-- Begin --
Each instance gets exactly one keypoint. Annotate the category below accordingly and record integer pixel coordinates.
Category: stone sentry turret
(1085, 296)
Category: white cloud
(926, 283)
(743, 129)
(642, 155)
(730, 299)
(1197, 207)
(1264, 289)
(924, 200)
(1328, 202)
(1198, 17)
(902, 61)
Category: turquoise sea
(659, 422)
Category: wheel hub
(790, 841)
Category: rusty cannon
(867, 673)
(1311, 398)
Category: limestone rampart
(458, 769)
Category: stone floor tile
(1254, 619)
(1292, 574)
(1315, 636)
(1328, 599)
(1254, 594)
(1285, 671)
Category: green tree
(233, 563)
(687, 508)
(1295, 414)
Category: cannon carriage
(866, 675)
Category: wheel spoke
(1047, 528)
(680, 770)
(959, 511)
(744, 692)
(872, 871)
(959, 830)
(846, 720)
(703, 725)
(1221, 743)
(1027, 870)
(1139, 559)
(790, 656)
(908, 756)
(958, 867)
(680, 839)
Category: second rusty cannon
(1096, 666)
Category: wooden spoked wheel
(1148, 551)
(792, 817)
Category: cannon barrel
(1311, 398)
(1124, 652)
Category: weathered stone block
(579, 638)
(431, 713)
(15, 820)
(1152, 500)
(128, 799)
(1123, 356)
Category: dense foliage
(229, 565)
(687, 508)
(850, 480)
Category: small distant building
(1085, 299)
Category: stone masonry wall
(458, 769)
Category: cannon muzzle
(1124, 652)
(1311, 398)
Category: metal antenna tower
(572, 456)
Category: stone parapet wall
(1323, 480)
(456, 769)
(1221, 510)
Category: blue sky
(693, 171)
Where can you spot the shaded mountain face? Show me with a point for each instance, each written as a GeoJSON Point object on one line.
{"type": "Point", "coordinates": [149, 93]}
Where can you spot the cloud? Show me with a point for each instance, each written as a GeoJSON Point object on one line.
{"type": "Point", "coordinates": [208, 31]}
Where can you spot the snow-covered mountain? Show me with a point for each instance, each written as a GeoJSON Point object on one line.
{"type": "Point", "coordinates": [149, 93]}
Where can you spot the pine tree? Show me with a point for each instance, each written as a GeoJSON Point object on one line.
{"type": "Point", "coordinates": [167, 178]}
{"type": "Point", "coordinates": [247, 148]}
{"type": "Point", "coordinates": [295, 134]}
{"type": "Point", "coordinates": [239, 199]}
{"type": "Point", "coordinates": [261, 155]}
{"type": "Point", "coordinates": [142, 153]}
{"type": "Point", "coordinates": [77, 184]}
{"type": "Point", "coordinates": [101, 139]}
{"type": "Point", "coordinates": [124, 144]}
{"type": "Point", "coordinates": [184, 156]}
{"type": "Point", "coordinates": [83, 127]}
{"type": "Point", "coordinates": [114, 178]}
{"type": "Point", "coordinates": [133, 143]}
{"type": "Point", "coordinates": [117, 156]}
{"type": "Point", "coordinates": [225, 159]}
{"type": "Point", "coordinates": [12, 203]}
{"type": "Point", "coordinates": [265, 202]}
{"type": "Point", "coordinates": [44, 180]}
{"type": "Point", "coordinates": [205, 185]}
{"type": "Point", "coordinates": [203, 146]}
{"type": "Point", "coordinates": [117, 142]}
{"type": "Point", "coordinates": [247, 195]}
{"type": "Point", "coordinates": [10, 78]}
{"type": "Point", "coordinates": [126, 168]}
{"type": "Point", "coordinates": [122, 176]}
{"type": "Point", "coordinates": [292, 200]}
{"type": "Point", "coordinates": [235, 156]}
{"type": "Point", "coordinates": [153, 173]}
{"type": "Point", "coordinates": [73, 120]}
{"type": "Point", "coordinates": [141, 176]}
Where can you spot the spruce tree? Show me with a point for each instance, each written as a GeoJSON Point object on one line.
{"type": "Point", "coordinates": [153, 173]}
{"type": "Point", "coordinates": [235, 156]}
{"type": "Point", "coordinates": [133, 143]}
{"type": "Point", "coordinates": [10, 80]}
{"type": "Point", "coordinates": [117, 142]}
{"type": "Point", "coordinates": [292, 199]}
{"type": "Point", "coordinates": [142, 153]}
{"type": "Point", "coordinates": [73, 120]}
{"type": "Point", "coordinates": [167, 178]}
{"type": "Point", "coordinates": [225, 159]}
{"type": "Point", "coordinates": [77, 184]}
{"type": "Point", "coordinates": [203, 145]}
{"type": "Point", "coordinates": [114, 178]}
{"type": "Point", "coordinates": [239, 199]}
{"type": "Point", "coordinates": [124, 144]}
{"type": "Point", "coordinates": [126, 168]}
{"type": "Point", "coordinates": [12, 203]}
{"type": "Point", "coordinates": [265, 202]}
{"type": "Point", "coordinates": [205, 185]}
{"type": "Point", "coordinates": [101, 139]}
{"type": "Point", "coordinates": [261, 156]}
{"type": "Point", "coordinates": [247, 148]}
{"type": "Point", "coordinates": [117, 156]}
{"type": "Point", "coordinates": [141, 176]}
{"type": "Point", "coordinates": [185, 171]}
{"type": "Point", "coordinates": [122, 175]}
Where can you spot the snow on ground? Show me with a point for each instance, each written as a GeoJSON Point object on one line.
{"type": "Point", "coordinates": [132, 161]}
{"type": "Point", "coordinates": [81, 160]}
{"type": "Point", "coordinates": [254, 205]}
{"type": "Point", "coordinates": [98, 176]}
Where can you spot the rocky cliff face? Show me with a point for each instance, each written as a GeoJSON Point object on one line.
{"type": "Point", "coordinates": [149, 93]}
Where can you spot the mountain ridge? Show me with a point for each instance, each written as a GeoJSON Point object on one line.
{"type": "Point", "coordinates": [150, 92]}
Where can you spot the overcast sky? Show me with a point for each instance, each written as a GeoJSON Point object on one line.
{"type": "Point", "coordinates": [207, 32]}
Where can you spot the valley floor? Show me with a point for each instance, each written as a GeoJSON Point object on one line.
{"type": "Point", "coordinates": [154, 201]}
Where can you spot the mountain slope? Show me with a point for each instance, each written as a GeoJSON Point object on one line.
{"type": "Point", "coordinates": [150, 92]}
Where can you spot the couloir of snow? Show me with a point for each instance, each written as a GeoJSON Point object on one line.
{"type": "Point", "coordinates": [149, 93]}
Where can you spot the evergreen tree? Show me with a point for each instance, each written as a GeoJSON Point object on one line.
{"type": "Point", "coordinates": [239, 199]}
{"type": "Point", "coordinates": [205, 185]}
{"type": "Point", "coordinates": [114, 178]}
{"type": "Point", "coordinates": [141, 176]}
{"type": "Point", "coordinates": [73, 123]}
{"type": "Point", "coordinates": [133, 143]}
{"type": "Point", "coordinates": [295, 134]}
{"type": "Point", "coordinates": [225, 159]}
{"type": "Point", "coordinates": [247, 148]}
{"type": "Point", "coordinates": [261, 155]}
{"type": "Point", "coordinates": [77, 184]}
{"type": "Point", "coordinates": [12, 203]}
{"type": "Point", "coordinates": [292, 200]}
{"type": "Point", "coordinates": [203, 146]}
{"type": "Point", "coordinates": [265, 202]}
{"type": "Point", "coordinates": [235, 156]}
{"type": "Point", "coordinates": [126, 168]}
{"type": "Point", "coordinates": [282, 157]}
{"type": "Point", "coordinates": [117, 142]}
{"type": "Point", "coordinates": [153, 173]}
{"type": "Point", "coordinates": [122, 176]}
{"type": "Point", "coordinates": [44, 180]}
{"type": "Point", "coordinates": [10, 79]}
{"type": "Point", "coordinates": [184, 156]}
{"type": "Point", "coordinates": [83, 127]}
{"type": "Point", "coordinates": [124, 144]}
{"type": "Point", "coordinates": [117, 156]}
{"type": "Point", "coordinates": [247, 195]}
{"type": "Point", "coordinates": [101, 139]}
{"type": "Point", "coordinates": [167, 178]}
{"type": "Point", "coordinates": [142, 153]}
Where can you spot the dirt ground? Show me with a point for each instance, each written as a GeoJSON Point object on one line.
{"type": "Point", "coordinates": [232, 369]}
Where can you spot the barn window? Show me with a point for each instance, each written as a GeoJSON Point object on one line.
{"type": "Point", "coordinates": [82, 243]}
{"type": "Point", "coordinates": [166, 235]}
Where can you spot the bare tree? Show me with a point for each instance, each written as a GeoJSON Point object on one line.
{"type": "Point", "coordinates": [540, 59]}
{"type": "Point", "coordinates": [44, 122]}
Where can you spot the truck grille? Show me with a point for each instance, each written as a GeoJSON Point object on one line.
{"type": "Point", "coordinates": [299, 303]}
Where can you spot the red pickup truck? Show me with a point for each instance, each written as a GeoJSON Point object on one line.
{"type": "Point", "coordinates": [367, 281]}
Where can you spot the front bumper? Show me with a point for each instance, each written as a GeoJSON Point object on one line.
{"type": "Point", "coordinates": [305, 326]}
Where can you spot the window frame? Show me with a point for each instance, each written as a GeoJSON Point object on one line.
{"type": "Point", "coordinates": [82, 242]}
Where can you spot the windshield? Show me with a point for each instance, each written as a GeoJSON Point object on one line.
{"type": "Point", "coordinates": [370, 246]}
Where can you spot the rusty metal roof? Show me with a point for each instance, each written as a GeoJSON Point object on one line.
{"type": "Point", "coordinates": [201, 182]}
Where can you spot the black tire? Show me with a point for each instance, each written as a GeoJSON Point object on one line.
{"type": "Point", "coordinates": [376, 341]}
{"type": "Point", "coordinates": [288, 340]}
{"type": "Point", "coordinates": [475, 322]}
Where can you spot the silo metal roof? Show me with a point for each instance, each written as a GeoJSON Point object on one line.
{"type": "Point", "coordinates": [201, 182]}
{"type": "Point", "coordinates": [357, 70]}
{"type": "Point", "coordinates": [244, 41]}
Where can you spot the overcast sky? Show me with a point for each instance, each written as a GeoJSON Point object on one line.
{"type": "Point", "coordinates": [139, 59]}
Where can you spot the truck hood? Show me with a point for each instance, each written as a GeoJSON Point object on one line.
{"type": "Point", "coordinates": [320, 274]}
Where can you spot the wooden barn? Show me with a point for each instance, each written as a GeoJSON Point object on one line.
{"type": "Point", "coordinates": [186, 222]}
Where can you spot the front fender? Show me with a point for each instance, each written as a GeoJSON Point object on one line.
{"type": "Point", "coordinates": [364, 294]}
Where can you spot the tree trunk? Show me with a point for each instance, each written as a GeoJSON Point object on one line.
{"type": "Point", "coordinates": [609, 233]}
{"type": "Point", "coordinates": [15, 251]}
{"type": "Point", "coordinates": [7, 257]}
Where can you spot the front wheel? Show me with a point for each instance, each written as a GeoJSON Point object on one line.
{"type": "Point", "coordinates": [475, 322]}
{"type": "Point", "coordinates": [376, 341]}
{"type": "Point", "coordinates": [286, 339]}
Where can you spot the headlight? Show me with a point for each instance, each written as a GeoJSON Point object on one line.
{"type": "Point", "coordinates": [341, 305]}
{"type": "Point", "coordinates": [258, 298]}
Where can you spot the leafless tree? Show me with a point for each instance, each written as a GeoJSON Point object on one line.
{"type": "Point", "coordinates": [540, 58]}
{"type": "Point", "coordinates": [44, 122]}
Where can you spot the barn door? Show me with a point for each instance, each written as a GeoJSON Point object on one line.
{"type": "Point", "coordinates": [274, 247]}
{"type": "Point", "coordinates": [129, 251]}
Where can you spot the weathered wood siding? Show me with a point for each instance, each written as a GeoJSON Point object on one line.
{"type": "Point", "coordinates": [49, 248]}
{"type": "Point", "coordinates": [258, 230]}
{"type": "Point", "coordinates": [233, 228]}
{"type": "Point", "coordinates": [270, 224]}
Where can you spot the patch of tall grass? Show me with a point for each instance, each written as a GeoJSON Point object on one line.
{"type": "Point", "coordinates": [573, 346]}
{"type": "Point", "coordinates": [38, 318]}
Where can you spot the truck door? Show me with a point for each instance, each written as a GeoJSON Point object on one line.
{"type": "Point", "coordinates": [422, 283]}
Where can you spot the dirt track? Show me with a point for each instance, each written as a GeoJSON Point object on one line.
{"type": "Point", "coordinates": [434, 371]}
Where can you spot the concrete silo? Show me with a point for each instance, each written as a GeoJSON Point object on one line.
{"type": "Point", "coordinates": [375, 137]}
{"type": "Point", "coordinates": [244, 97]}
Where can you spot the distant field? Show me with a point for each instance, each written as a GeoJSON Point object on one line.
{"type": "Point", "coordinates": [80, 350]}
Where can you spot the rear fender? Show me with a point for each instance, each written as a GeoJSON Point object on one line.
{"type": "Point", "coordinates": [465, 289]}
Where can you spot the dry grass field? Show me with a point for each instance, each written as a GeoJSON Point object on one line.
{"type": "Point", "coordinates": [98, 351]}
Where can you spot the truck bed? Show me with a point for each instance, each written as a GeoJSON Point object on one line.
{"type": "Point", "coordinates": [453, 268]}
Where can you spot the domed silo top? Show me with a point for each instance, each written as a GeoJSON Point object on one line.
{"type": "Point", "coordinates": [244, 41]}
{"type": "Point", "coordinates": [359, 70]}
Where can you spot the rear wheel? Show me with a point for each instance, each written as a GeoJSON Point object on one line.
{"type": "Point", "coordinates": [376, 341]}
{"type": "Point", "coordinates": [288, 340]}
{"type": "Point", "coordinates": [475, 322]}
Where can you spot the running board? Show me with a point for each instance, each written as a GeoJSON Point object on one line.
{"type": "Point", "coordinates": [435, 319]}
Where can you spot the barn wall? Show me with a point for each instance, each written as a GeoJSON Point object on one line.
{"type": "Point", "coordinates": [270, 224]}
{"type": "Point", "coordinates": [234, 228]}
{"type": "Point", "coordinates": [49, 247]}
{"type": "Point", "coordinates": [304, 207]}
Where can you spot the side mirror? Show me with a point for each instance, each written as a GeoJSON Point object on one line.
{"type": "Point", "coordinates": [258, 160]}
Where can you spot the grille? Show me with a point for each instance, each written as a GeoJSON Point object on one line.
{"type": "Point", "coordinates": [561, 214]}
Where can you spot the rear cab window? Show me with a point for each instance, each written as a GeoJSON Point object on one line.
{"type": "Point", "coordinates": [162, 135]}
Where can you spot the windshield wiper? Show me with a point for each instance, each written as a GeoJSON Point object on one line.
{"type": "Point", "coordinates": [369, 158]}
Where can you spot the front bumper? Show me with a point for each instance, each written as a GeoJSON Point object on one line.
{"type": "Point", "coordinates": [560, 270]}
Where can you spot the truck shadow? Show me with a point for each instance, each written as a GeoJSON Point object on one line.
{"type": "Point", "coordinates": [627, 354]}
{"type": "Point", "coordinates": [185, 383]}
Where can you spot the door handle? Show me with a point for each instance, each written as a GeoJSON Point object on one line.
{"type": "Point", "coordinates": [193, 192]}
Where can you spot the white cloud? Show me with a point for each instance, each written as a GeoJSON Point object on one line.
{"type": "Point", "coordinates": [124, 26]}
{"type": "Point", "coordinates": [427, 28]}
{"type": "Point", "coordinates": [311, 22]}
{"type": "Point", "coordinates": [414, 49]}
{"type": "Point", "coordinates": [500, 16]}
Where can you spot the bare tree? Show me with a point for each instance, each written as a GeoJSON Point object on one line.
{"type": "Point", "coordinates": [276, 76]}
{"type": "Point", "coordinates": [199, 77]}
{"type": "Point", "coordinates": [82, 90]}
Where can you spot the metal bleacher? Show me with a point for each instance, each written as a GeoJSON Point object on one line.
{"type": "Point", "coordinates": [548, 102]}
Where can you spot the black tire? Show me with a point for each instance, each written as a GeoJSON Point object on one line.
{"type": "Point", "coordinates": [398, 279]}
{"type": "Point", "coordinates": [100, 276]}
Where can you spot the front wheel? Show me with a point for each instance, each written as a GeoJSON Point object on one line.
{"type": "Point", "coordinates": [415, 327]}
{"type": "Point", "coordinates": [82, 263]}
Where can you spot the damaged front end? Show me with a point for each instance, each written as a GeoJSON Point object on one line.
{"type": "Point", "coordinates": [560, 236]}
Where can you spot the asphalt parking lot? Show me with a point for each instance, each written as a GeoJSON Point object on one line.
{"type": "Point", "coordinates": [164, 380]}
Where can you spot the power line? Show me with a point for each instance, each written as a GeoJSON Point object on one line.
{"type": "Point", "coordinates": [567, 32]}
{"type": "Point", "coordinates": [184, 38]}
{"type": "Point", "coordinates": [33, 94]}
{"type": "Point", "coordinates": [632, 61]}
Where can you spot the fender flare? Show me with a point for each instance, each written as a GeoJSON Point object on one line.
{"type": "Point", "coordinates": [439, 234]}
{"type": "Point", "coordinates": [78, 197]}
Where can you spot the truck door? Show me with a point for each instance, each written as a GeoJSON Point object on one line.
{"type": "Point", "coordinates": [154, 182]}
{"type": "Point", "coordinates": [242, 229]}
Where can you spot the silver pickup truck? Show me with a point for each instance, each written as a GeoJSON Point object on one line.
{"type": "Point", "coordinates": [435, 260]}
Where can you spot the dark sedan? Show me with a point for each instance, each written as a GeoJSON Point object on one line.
-- End --
[WORK TO DO]:
Leave out every line before the one containing "Where can you spot the metal"; set down that line and all remaining lines of the material exactly.

[EXERCISE ANSWER]:
Where can you spot the metal bleacher? Show me with a point for each instance, each written as a GeoJSON Point object on one line.
{"type": "Point", "coordinates": [548, 102]}
Where can you spot the black tire? Show me with a point for each instance, each written as a GeoJSON Point object on one line.
{"type": "Point", "coordinates": [398, 279]}
{"type": "Point", "coordinates": [100, 276]}
Where can you spot the front wheel? Show me with a point for each instance, each written as a GeoJSON Point object on one line.
{"type": "Point", "coordinates": [415, 327]}
{"type": "Point", "coordinates": [82, 263]}
Where can you spot the damaged front end? Show me with a point for each instance, each written as a GeoJSON Point object on one line.
{"type": "Point", "coordinates": [560, 236]}
Where can you spot the asphalt parking lot? Show me with a point for each instance, each written as a GeoJSON Point object on one line.
{"type": "Point", "coordinates": [164, 380]}
Where can you spot the power line? Show me with a point for each instance, each written as a GeoJSON Point object on one line.
{"type": "Point", "coordinates": [567, 32]}
{"type": "Point", "coordinates": [184, 38]}
{"type": "Point", "coordinates": [33, 94]}
{"type": "Point", "coordinates": [632, 61]}
Where can you spot the fender flare? Show me with a point for each instance, each written as a GeoJSON Point object on one line.
{"type": "Point", "coordinates": [439, 234]}
{"type": "Point", "coordinates": [78, 197]}
Where can you spot the truck door? Show me with a point for each instance, each written as a GeoJSON Point object on one line.
{"type": "Point", "coordinates": [154, 182]}
{"type": "Point", "coordinates": [242, 229]}
Where can you spot the silver pickup truck? Show me with a point for each instance, each written as a GeoJSON Point object on one line.
{"type": "Point", "coordinates": [435, 260]}
Where can you spot the dark sedan? Show me with a point for each instance, each written as a GeoJSON Point object on one line.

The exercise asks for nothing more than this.